Archive for the Category » 5. Teaching «

Tuesday, May 10th, 2016 | Author:

After a guest lecture in the second year module “Data:From the Source to the Senses“, I was asked to organize a data wrangling workshop. After a short introduction and a demonstration of TriFacta, the data wrangling tool that I proposed them to use, I let them work on data from the university’s timetabling system for compliance checking, exploration, or trend analysis purposes, or their own data that they found for their self-chosen data visualization project in the module. After the workshop, I asked who would use Trifacta in their project and a majority of the hands went up. Most of them were using Excel for their data wrangling tasks before that. Quite a success for Trifacta that the majority of the students were convinced of its value and strengths after just a 1.5 hour workshop.

I also like to share two example cases of the students that came up and that I found most convincing.

Example case 1:
One group of students found some data that had six columns of the form “Male A”, “Female A”, “Male B”, “Female B”, “Male C”, “Female C”. They wanted to reshape this into a form that had two rows per original row, one for “Male” and one for “Female”, with both a column for “Gender”, three columns “A”, “B”, and “C”, and all the values in the other columns duplicated. We of course recognized it as a case for unpivot, but not a trivial one, because we needed to unpivot two sets of three columns at the same time! We achieved it by first nesting the three columns for both “Male” and “Female”, then doing the unpivot, and then unnesting the result. Some rename-ing of columns, some replace-ing of values, and dropping of irrelevant columns inbetween and done … for the whole data set! This particular group of students was quite impressed by this feat.

Record list>
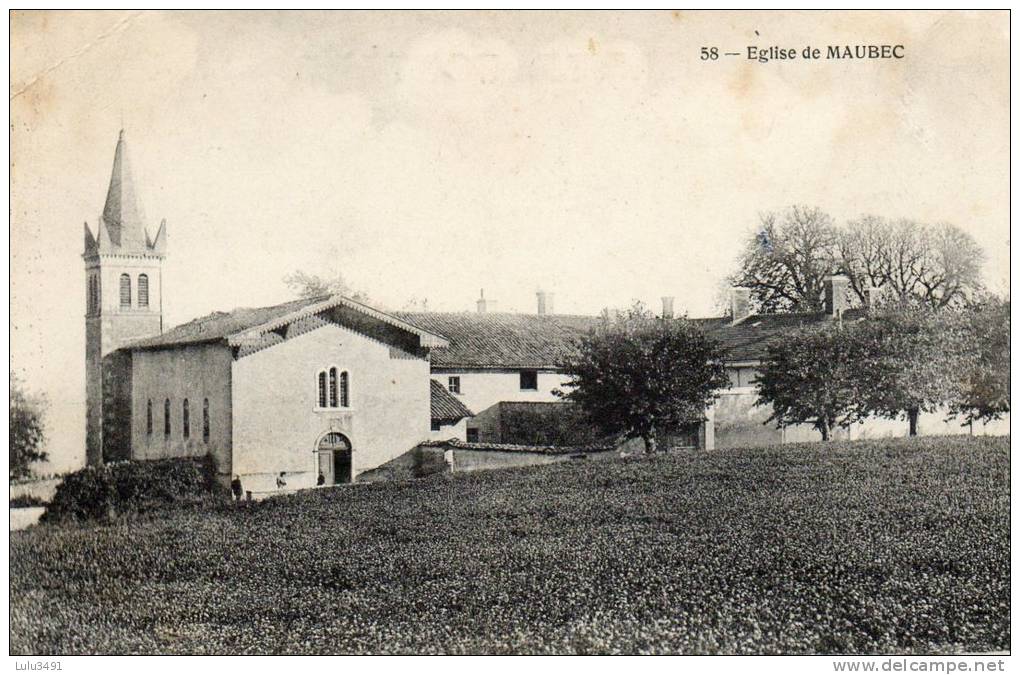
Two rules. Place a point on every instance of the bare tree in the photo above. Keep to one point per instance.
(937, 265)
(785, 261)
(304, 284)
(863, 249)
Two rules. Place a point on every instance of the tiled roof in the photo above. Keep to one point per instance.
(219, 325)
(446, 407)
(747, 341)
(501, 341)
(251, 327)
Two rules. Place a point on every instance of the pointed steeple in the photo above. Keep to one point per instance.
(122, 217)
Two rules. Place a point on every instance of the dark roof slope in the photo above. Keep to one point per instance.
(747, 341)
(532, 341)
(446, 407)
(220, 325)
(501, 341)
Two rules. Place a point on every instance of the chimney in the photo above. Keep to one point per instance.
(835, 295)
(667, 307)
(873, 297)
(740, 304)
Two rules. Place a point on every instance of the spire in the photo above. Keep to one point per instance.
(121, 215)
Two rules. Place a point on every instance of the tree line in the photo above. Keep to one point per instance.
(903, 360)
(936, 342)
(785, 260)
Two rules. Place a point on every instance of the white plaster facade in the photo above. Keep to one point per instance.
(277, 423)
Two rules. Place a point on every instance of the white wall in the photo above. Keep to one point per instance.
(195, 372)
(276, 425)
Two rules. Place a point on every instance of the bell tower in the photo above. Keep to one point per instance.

==

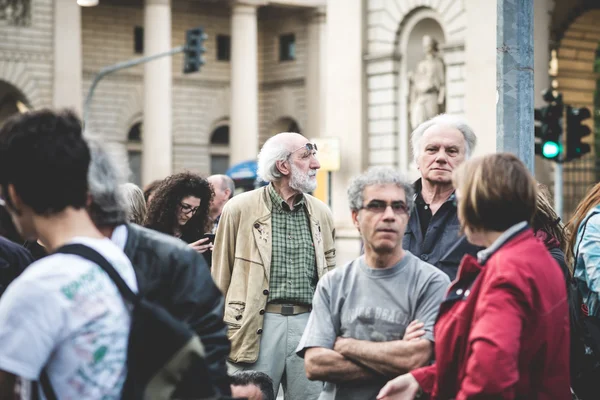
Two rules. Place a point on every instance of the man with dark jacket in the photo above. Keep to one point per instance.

Required task 1>
Answer these questions about the post on the data wrangling workshop:
(a) How long did the workshop last?
(b) What tool were most of the students using for data wrangling before the workshop?
(c) How many columns of the form "Male A", "Female A" and so on did the data in the first example case have?
Required task 2> Rewrite the part of the data wrangling workshop post that opens with the words containing "Archive for the" and closes with "1.5 hour workshop.", putting "Google Sheets" in place of "Excel".
Required task 3> Continue the post about the data wrangling workshop from where it stops.

Final result 1>
(a) 1.5 hours
(b) Excel
(c) Six

Final result 2>
Archive for the Category » 5. Teaching «

Tuesday, May 10th, 2016 | Author:

After a guest lecture in the second year module “Data:From the Source to the Senses“, I was asked to organize a data wrangling workshop. After a short introduction and a demonstration of TriFacta, the data wrangling tool that I proposed them to use, I let them work on data from the university’s timetabling system for compliance checking, exploration, or trend analysis purposes, or their own data that they found for their self-chosen data visualization project in the module. After the workshop, I asked who would use Trifacta in their project and a majority of the hands went up. Most of them were using Google Sheets for their data wrangling tasks before that. Quite a success for Trifacta that the majority of the students were convinced of its value and strengths after just a 1.5 hour workshop.

Final result 3>
Example case 2:
Another group of students found data on countries that they wanted to use for a kind of network analysis. The data included 6 columns with up to 6 languages that were spoken in those countries. For the network analysis, they wanted to reshape this data into a form with one row per combination of countries where the same language was spoken. Obviously, they were at a loss how to achieve that. As a database-person myself, I recognized this as a self-join on language. What we did was first unpivot on the six language columns to obtain 6 rows per country, one for each language. For countries with less than 6 languages, some of the rows had an empty cell in the new “Language” column. They were easily dropped with a few clicks. Then we generated the resulting data set to have the file twice. The we did a join with the other file on their respective “Language” columns. As you can imagine, this particular group was also quite impressed that this could be achieved in a matter of a few minutes for the whole data set.

One must know that these students typically do not have much programming or database experience. But with the suggestions made by Trifacta, possibly modifying the commands behind these suggestions a bit, they were quickly able to do their own wrangling without any instruction beforehand. In my opinion, this suggests that the tool is suitable for a wide audience of not-that-technical users that need to do data-driven analyses.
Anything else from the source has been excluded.